DATASET:
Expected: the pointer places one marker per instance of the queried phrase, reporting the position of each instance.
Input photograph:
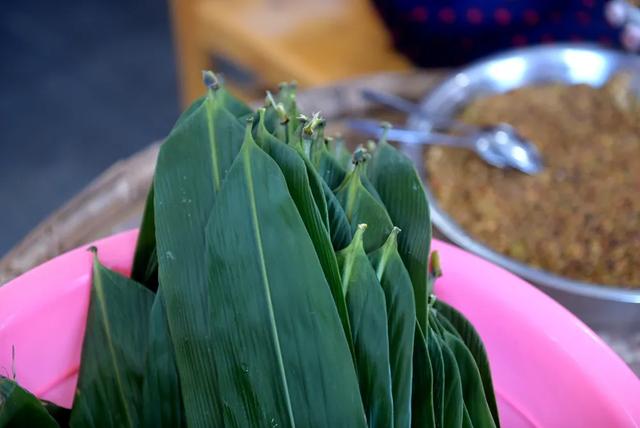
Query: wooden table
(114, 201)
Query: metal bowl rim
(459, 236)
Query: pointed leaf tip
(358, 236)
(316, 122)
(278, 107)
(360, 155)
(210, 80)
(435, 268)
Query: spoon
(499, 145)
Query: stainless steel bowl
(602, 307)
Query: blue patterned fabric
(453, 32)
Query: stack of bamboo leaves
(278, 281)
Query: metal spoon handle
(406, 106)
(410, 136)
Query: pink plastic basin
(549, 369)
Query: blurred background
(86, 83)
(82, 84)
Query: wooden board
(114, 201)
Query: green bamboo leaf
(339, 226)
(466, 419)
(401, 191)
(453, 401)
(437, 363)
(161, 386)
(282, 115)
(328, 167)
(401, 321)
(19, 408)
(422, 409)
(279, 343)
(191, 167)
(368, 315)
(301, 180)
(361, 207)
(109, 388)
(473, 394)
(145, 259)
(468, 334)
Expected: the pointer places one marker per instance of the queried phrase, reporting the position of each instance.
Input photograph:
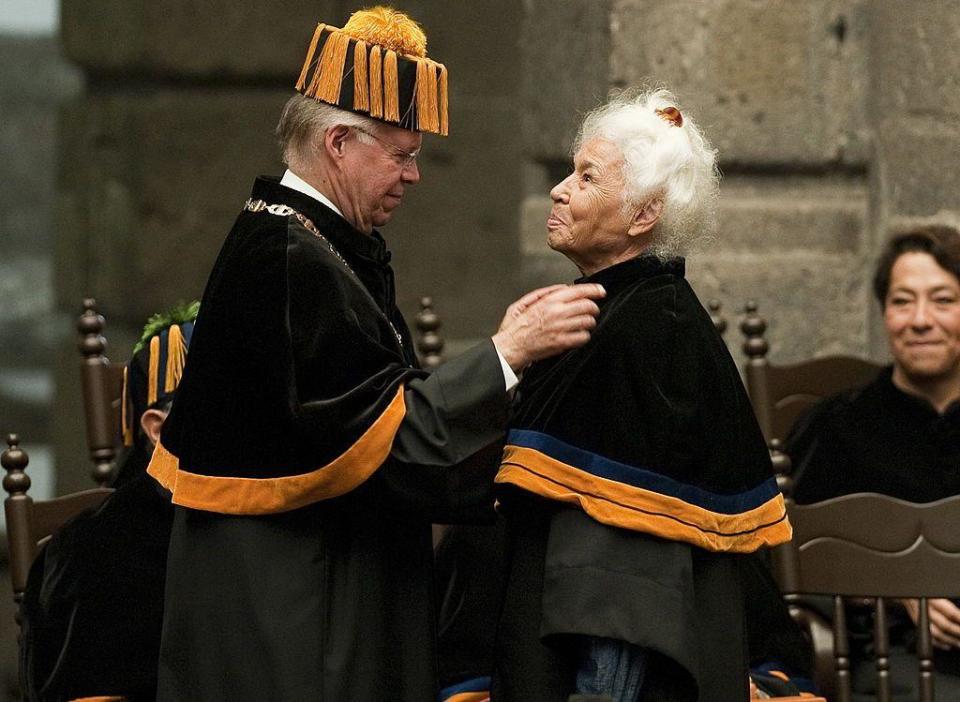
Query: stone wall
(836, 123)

PROBLEM DETAILS: Set all of the records down once more, letter for letter, with the images removed.

REPLY TO THE EXERCISE:
Expected: the pointer places one marker per instance of the queried phrase, reporting the position of each instance.
Input photograph:
Query: wooden table
(114, 201)
Query: metal bowl rim
(459, 236)
Query: pointed leaf tip
(358, 236)
(316, 122)
(278, 107)
(360, 155)
(210, 80)
(435, 268)
Query: spoon
(499, 145)
Query: stainless steel bowl
(602, 307)
Query: blue patterned fabric
(453, 32)
Query: stack of bamboo leaves
(278, 281)
Query: metal spoon handle
(406, 106)
(410, 136)
Query: pink plastic basin
(549, 369)
Query: blurred background
(86, 83)
(82, 84)
Query: wooden board
(114, 201)
Query: green bamboo leaf
(339, 226)
(466, 419)
(401, 191)
(453, 401)
(437, 363)
(161, 386)
(282, 115)
(328, 167)
(401, 321)
(19, 408)
(422, 409)
(279, 343)
(191, 167)
(368, 315)
(301, 180)
(361, 207)
(109, 388)
(473, 394)
(145, 259)
(468, 334)
Expected: the pointer places one marker per instance of the queried phrase, reporting the position of each instance.
Input photograph:
Query: stone wall
(836, 123)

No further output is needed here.